+++ ESTRATTI DEI RECORD +++

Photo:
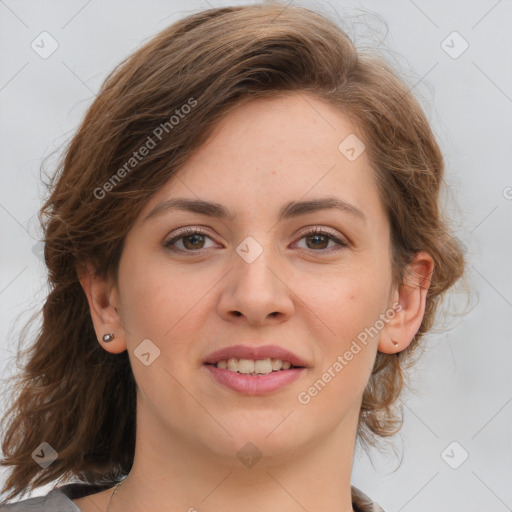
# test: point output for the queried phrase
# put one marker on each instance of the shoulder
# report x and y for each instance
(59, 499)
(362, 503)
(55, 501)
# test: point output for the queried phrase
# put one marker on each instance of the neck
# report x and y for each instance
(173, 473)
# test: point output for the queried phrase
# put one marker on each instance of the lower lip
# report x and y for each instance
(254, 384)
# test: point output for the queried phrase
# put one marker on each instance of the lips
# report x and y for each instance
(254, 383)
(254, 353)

+++
+++ ESTRATTI DEI RECORD +++

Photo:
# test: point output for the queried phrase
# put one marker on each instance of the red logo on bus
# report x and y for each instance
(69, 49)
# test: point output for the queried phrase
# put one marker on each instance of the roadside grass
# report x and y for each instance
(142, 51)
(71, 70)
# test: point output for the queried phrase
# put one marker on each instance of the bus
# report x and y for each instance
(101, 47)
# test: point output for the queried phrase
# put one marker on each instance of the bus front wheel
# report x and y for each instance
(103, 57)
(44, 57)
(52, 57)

+++

● **ISTRUZIONE ASSEGNATA**
Restituisci tutte le righe dei record in cui compare la stringa "marker". La distinzione tra maiuscole e minuscole è rilevante.

● **RISPOSTA AL COMPITO**
# put one marker on each instance of the shoulder
# put one marker on each instance of the neck
# put one marker on each instance of the lower lip
# put one marker on each instance of the lips
# put one marker on each instance of the red logo on bus
# put one marker on each instance of the roadside grass
# put one marker on each instance of the bus
# put one marker on each instance of the bus front wheel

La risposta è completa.